To do.
Return the listing below unchanged, minus its pictures.

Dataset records
-=-=-
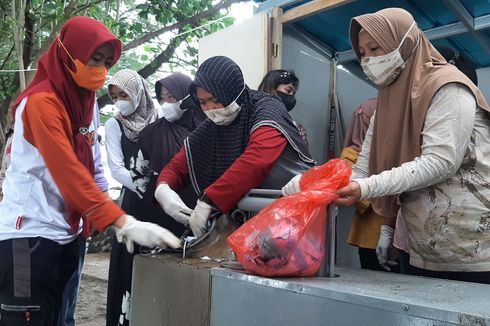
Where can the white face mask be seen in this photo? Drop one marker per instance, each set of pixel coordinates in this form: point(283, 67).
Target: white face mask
point(172, 111)
point(125, 107)
point(384, 69)
point(226, 115)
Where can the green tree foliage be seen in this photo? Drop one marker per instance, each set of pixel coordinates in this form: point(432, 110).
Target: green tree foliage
point(159, 35)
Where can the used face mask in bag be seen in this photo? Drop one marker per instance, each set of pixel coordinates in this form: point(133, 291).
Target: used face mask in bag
point(226, 115)
point(289, 101)
point(384, 69)
point(125, 107)
point(172, 111)
point(91, 78)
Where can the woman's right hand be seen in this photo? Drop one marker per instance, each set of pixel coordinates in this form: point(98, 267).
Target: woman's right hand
point(349, 195)
point(292, 187)
point(130, 230)
point(171, 203)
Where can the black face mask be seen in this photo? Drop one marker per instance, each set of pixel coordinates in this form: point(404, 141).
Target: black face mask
point(289, 101)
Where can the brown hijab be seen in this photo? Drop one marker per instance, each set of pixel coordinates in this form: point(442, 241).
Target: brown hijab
point(402, 105)
point(359, 124)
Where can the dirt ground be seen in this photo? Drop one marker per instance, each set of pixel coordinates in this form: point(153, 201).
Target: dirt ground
point(91, 306)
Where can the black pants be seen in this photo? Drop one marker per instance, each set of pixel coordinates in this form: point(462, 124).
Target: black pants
point(369, 260)
point(477, 277)
point(33, 275)
point(119, 286)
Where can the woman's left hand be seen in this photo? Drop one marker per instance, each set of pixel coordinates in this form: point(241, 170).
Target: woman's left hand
point(349, 195)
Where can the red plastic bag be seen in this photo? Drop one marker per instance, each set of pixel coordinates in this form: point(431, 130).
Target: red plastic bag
point(287, 237)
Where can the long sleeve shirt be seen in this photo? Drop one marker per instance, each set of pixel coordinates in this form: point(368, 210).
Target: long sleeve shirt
point(45, 177)
point(252, 167)
point(115, 156)
point(445, 138)
point(444, 191)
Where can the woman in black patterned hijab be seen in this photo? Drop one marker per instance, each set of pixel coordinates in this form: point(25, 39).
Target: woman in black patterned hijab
point(249, 140)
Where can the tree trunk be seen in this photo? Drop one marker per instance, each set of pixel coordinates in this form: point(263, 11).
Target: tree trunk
point(18, 33)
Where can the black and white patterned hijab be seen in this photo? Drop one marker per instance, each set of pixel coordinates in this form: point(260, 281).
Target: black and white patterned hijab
point(211, 149)
point(136, 87)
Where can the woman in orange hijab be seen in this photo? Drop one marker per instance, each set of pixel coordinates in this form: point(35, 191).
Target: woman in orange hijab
point(428, 147)
point(50, 194)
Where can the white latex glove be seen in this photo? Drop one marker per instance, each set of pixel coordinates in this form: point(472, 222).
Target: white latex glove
point(384, 244)
point(199, 217)
point(171, 203)
point(146, 234)
point(292, 186)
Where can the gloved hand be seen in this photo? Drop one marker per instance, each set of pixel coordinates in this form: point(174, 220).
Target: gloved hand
point(171, 203)
point(292, 186)
point(384, 244)
point(199, 217)
point(146, 234)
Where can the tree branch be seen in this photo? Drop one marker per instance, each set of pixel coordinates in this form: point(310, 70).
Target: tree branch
point(191, 20)
point(86, 6)
point(150, 68)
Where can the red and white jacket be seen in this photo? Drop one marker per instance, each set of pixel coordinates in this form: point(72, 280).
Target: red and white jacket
point(45, 177)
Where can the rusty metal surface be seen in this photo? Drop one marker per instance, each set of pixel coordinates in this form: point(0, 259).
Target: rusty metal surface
point(169, 290)
point(357, 297)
-=-=-
Answer for this exercise.
Where can the white face mask be seen in this photo? Drop one marker per instance, each set of pixel coordinates in this form: point(283, 67).
Target: white face mask
point(172, 111)
point(125, 107)
point(384, 69)
point(226, 115)
Where can the green tree foliage be seen in this photo? Drop one marker per instance, each set of pixel coordinates in this form: point(432, 110).
Target: green tree foliage
point(159, 35)
Where can the used face mask in bag be seen in this photo? Drop one marker per instance, each set of pixel coordinates in this form: point(133, 291).
Target: used face mask in bag
point(226, 115)
point(289, 101)
point(384, 69)
point(125, 107)
point(172, 111)
point(91, 78)
Where can the woman's right hand be seen in this photo? Drop one marker per instance, each set of pixel coordinates in this form: point(98, 267).
Target: woman's right hand
point(349, 195)
point(292, 187)
point(130, 230)
point(171, 203)
Where can the black face mask be seen in this photo? Drop one marker per instance, each set of pixel coordinates in this form: point(404, 141).
Target: black face mask
point(289, 101)
Where can the brown hijab be seen in this photo? Drop one marker per instance, each set of pixel coordinates in this form: point(442, 241).
Target: brown hijab
point(402, 105)
point(359, 124)
Where can the dirt ground be seen in this photo? Drop one marker per instance, each set of pixel coordinates in this form: point(153, 201).
Target: dirt ground
point(91, 306)
Where can the black pants be seen in this photo? Drop one marker per instance, each set of pixel coordinates in this form: point(462, 124).
Target: black pants
point(369, 260)
point(477, 277)
point(33, 275)
point(119, 286)
Where can the woman's left hand be seen in this photo? Drop one marker per instance, each set of pixel coordinates in this form: point(241, 170).
Target: woman's left hand
point(349, 195)
Where can the red plastic bag be seen in this photo? Drop one marker per instance, each set of pixel coordinates in this form: point(431, 130).
Target: red plastic bag
point(287, 237)
Where can the long sleeve shirt be seen in this photo? Drop one marker per instance, each set of pixel coordinates in this form: point(368, 210).
Target: long sleeve shirt
point(45, 177)
point(252, 167)
point(115, 156)
point(445, 138)
point(444, 191)
Where can the woman in black patterned hijab be seen in this photo? Drop one marker per instance, each set of pixel coordinates in this form: point(25, 39).
Target: woman in black patterned hijab
point(249, 140)
Where can the tree trunk be seen in this photo? Drop one marker per instance, each set of pixel coordinates in this form: point(263, 11).
Target: tree trunk
point(18, 33)
Where can the black and white patterned hijab be seen in this photo? Drop one marker per instance, each set of pixel coordinates in this form: point(260, 281).
Target: black and white patterned hijab
point(211, 149)
point(136, 87)
Where can the woman in orange hijab be seen in this photo? Drop one marker per instance, each set of pixel coordinates in this form: point(35, 191).
Target: woman in orange hijab
point(428, 147)
point(50, 194)
Where can the white latex glove be seen in this photo? Drop one marker per instance, each set of pixel coordinates in this form: point(472, 222).
Target: white latex glove
point(384, 244)
point(199, 217)
point(171, 203)
point(146, 234)
point(292, 186)
Where can the gloved hand be seen in this photo? Drop one marker per instance, each set of pixel coordinates in this form: point(174, 220).
Target: gloved hand
point(171, 203)
point(292, 186)
point(384, 244)
point(199, 217)
point(146, 234)
Where can the tree branch be seen in this photo? Drop one marker per instance, each set of pixel coordinates in this form: point(310, 70).
Target: tree branch
point(191, 20)
point(86, 6)
point(150, 68)
Where can the red and white jacket be seen in this photo? Drop one marker per instance, each set of pixel coordinates in this form: point(72, 280).
Target: red and white jacket
point(45, 177)
Where can the rusty metal surface be seen in this photo? Drop one marker per instance, each set of pixel coordinates in this form: point(0, 259).
Target: rusty metal surface
point(169, 290)
point(357, 297)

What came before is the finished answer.